Given instruction :: Reproduce verbatim everything from the start of the records below down to and including the line containing "top-left (358, 864), bottom-right (395, 893)".

(Dataset extracts labeled with boxes)
____
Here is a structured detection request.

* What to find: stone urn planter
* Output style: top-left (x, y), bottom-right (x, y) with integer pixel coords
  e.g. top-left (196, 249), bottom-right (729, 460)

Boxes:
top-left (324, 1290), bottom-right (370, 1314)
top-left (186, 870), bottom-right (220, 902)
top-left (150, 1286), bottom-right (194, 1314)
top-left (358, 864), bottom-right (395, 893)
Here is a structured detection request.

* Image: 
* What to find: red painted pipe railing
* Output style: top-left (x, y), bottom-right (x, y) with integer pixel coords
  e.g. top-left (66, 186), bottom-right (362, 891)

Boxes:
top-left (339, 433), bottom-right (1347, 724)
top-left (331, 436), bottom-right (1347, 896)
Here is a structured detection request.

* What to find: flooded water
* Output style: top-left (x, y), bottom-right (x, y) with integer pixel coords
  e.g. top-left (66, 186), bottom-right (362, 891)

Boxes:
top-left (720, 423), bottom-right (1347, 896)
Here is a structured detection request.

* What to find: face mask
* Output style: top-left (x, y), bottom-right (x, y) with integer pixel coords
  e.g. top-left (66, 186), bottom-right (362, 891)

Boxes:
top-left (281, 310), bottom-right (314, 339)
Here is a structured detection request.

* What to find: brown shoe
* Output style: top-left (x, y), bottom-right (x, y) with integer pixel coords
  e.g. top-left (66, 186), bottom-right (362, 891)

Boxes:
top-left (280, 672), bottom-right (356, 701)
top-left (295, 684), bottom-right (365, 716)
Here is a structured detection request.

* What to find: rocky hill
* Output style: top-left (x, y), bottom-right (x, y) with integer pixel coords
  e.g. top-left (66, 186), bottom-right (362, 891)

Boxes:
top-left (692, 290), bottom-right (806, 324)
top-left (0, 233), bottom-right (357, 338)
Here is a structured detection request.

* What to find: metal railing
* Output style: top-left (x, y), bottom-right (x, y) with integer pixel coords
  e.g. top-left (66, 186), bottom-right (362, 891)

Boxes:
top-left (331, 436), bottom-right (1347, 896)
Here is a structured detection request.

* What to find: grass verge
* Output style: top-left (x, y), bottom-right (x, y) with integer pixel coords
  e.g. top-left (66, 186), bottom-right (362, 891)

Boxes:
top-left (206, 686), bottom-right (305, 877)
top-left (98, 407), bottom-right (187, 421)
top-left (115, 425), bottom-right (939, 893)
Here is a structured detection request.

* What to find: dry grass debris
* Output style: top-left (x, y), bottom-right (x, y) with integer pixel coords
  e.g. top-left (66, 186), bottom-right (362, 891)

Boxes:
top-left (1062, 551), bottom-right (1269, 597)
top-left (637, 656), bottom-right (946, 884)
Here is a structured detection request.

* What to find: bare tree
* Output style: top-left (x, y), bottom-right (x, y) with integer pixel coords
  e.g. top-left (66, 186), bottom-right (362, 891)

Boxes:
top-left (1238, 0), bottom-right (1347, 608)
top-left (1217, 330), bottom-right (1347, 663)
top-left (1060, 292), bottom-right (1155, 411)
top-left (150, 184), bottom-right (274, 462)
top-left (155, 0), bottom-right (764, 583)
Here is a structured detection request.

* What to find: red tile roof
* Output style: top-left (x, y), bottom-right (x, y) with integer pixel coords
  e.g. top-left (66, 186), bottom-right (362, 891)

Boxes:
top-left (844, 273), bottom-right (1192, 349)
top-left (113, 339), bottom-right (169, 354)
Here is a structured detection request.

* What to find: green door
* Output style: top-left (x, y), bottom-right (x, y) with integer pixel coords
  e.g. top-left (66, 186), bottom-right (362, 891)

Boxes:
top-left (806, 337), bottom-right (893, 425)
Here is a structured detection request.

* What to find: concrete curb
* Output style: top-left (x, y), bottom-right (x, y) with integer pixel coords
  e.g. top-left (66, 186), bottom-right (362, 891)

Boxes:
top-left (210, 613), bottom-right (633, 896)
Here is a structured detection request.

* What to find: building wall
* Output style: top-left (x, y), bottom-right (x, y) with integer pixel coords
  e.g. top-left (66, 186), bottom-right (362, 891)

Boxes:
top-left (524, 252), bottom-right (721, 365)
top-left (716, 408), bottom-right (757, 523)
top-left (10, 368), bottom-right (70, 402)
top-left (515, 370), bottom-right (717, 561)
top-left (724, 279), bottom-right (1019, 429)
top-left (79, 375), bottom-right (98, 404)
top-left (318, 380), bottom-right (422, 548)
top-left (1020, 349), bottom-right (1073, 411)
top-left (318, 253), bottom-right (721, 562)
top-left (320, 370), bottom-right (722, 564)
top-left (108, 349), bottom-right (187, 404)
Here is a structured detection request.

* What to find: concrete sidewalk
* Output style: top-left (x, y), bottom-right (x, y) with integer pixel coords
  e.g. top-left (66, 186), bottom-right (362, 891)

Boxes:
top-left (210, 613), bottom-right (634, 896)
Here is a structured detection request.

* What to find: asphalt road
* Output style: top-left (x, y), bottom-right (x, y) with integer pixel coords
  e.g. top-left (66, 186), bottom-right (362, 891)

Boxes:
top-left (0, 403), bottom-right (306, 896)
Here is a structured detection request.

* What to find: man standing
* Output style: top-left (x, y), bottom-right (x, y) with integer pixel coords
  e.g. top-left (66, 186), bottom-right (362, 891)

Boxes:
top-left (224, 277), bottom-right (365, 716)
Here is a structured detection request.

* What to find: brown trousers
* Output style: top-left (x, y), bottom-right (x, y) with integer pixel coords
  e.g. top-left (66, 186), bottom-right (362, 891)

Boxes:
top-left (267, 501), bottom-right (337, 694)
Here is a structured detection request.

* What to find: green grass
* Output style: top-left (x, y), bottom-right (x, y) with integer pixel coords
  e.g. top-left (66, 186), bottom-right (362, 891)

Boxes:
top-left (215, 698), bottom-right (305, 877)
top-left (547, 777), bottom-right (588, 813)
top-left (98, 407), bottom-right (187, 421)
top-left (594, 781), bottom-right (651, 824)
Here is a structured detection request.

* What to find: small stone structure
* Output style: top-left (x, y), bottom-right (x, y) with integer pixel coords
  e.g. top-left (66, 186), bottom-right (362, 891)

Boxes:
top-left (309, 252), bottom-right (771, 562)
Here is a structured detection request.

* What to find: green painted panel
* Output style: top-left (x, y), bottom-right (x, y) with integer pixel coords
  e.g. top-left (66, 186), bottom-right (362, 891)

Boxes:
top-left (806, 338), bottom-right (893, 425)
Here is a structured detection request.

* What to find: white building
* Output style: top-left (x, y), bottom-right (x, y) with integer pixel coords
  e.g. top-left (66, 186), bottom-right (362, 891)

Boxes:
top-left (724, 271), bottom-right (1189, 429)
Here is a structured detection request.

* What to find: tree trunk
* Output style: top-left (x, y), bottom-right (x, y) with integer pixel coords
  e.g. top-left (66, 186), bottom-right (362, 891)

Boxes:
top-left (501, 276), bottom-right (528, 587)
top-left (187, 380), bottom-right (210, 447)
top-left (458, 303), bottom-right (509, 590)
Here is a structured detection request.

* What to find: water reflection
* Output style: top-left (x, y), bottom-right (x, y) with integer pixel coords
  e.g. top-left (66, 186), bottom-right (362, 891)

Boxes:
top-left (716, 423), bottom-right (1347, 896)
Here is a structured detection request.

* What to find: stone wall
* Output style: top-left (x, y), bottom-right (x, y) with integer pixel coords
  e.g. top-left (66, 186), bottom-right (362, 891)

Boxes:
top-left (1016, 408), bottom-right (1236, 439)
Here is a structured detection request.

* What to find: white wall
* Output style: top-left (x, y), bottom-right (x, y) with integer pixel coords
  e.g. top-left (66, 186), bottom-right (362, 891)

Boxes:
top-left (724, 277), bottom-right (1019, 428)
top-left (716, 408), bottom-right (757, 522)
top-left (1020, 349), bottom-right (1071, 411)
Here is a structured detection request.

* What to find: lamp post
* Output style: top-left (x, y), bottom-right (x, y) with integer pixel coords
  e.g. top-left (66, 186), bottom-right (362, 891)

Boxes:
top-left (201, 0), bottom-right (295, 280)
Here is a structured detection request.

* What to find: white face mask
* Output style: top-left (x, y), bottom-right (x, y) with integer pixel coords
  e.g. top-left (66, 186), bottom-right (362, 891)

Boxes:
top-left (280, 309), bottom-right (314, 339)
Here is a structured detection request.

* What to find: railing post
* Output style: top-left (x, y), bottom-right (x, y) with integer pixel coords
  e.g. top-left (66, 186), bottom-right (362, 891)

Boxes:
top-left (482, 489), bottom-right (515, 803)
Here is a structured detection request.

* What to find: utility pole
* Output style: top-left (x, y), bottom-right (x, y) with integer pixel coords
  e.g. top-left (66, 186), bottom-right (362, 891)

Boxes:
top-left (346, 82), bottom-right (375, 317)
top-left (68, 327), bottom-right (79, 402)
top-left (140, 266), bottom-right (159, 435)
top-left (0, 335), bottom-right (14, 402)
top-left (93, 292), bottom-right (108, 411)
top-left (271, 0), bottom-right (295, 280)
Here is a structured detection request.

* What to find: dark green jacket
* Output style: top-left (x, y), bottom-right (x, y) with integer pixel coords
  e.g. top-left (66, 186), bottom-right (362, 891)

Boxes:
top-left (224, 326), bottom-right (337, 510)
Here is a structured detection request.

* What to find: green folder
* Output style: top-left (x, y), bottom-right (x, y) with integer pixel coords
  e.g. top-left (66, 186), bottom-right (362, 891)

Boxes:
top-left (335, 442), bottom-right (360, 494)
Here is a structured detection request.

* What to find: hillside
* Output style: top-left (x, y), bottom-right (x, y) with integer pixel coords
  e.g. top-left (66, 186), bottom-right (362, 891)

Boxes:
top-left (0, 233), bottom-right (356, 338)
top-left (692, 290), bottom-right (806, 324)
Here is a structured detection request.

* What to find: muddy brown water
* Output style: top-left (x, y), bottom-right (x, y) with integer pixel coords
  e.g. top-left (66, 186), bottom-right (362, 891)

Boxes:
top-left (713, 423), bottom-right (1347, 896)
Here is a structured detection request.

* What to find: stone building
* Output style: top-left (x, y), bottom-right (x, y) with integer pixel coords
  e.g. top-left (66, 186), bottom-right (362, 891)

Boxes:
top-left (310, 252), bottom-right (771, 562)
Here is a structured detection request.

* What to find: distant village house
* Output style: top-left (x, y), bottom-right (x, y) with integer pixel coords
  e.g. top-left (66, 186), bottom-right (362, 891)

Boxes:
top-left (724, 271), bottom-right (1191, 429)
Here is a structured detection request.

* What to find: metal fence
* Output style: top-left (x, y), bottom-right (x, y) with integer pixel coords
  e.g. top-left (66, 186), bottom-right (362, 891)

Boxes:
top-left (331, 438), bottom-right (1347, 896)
____
The output ::
Here is a structured detection request.

* What to find: stone urn planter
* Output style: top-left (x, y), bottom-right (x, y) with integer pixel coords
  e.g. top-left (196, 249), bottom-right (729, 460)

Boxes:
top-left (324, 1290), bottom-right (370, 1314)
top-left (186, 870), bottom-right (220, 902)
top-left (150, 1286), bottom-right (194, 1314)
top-left (358, 864), bottom-right (395, 893)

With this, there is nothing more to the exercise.